(Source data Opens)

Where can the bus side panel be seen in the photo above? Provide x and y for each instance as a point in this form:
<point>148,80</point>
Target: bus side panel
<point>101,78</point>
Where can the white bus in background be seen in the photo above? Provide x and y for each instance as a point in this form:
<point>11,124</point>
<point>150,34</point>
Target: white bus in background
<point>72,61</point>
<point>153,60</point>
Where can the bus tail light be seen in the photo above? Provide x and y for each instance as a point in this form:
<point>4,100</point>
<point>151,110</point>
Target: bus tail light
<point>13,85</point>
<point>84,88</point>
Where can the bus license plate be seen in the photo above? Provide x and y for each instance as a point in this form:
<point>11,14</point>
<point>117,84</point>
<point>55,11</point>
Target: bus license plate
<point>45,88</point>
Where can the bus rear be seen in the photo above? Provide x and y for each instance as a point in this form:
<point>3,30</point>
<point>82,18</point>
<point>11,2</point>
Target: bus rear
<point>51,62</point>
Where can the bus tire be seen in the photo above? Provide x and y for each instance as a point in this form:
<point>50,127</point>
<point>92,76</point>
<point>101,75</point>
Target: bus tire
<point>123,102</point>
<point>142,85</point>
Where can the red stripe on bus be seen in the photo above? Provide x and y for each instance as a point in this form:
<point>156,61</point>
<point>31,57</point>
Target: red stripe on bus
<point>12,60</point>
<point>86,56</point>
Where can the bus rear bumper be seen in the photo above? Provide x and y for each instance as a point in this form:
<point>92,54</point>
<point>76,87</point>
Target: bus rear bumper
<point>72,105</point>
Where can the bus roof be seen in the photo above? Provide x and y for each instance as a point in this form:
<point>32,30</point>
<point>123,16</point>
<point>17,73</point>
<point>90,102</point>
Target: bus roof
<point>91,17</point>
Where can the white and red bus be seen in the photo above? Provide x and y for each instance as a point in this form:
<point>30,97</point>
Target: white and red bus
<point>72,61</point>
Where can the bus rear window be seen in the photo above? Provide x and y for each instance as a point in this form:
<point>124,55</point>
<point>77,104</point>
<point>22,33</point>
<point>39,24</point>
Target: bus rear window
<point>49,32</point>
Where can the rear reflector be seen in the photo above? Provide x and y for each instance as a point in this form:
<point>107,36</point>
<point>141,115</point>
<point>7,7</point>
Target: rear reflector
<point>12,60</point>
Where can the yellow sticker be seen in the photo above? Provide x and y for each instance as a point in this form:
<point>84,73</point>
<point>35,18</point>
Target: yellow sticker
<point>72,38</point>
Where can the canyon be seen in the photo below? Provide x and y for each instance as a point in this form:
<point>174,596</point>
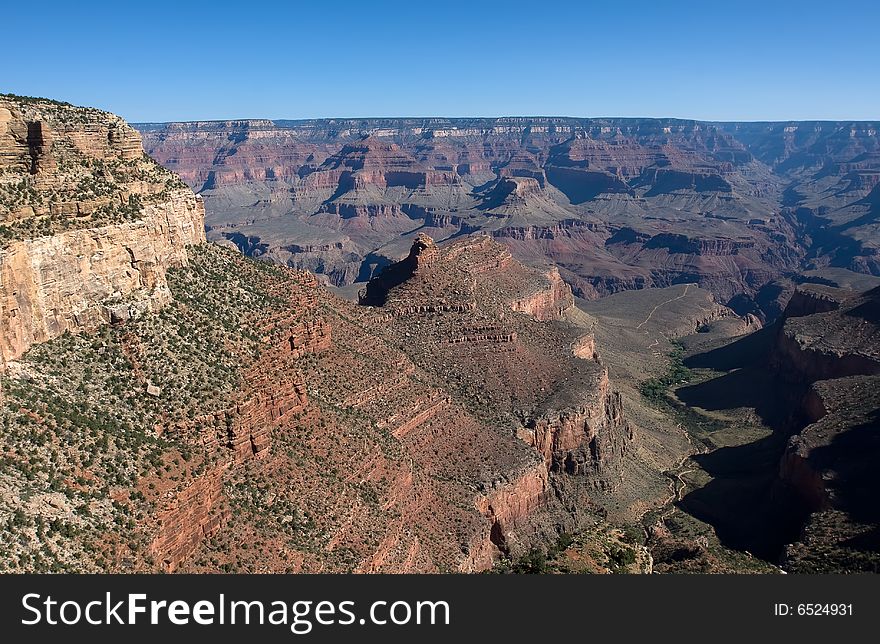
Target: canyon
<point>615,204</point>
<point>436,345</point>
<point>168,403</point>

(Source data Closes)
(Source data Opens)

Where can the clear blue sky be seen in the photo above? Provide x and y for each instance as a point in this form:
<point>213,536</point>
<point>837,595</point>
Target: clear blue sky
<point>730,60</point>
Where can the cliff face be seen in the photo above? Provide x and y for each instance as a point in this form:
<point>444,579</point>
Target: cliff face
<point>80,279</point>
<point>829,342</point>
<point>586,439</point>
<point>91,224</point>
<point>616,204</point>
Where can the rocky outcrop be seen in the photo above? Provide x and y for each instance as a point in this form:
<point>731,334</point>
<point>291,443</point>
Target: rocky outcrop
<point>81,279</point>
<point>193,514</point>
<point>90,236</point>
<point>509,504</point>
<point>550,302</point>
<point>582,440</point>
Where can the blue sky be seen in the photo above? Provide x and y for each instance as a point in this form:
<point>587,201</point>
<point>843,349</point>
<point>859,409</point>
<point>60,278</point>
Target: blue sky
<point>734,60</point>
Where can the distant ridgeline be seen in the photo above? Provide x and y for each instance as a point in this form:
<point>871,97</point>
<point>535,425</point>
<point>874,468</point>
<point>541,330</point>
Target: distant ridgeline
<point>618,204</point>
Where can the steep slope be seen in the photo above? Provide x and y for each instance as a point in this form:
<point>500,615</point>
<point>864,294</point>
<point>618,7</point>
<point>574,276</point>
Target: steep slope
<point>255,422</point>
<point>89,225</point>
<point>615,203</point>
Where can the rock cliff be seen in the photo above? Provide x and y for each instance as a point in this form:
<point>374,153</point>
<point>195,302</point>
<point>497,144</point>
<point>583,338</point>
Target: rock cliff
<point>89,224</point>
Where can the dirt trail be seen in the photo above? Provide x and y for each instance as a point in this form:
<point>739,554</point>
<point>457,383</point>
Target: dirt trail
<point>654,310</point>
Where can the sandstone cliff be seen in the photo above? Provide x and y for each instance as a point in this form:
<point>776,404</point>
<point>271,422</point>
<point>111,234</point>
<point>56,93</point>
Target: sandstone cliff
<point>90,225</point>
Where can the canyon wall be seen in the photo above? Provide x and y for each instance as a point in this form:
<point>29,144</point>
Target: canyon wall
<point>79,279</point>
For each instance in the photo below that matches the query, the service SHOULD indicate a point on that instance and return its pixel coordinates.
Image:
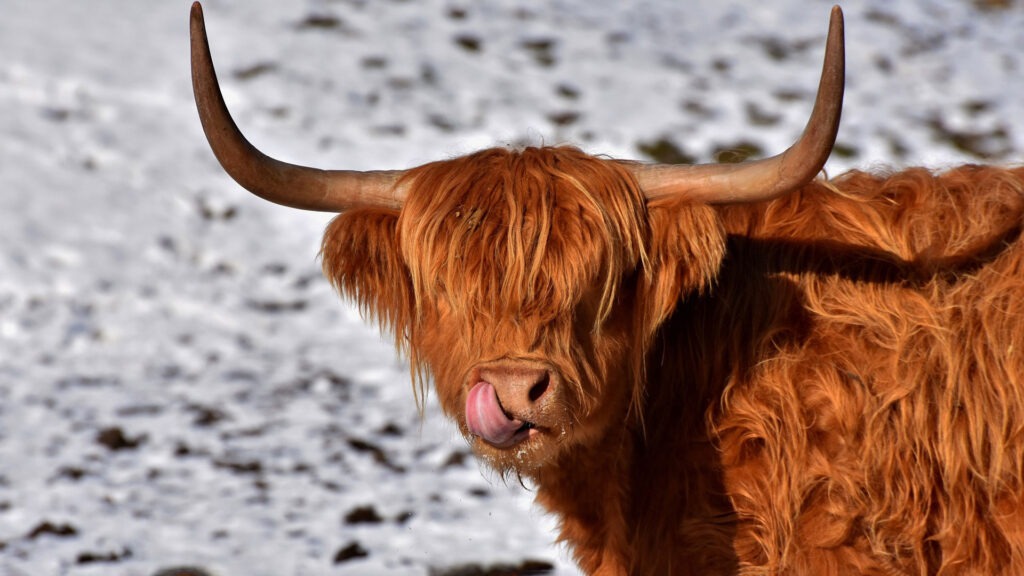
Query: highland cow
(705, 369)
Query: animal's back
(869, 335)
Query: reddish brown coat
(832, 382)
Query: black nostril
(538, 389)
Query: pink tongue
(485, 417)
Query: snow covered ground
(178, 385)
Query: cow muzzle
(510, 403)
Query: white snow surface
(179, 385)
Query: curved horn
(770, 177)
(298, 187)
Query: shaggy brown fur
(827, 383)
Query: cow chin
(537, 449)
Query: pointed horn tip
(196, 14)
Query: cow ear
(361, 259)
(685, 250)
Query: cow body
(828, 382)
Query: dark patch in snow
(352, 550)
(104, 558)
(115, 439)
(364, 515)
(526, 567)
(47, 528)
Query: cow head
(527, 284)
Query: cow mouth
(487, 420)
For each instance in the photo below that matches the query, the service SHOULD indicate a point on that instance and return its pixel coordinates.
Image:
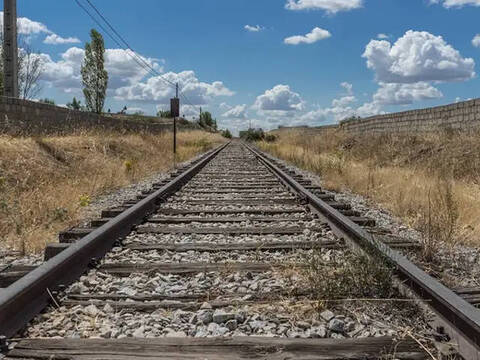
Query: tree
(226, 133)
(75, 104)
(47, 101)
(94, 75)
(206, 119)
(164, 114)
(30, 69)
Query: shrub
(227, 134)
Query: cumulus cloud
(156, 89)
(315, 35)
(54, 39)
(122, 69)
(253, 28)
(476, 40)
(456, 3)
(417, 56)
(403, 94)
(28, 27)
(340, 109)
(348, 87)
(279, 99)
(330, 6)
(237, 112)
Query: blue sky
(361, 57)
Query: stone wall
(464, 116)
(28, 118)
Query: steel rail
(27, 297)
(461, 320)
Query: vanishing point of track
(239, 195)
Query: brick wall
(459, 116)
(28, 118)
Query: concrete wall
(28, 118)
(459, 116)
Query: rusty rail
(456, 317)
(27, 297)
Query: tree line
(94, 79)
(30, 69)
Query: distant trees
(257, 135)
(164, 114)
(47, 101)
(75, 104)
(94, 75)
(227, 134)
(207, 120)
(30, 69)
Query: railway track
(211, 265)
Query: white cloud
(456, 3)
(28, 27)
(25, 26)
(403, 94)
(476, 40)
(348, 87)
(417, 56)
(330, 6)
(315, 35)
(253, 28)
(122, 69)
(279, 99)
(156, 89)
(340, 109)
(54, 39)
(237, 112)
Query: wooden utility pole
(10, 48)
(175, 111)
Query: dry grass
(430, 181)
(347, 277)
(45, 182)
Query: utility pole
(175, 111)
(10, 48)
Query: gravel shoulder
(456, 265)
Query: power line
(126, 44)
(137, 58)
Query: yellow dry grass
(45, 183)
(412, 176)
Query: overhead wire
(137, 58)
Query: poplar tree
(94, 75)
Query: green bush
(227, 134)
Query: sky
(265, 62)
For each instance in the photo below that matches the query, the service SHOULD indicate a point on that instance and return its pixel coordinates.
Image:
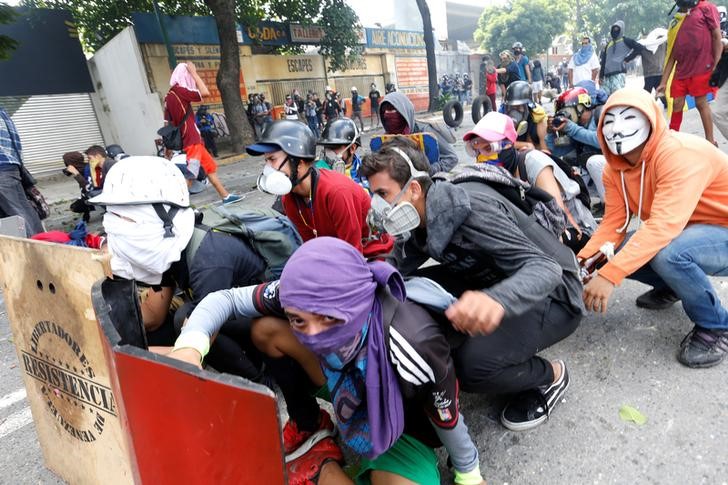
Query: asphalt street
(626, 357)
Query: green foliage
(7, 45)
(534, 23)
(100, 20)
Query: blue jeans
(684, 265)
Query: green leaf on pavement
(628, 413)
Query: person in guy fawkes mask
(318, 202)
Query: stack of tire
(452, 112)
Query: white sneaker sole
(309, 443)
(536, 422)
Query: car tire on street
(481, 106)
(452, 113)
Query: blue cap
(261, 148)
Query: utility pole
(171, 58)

(Source data Closes)

[Required work]
Look above for the line containing "Where can the rocky" and the line containing "<point>871,97</point>". Transcribe both, with the lines between them, exactly.

[Solution to this task]
Where can the rocky outcrop be seen in the photo above? Provide x and y for each instance as a point in this form:
<point>731,334</point>
<point>291,443</point>
Target: rocky outcrop
<point>81,279</point>
<point>193,514</point>
<point>90,236</point>
<point>509,504</point>
<point>550,302</point>
<point>582,440</point>
Where can the blue sky be seen in the photo above? Provide x and y for each instance as a point in this form:
<point>587,201</point>
<point>843,349</point>
<point>859,409</point>
<point>60,278</point>
Target: blue sky
<point>734,60</point>
Where can the distant ridgeline be seen in the photo above? Provide x and y for each instance as a point in this form:
<point>871,97</point>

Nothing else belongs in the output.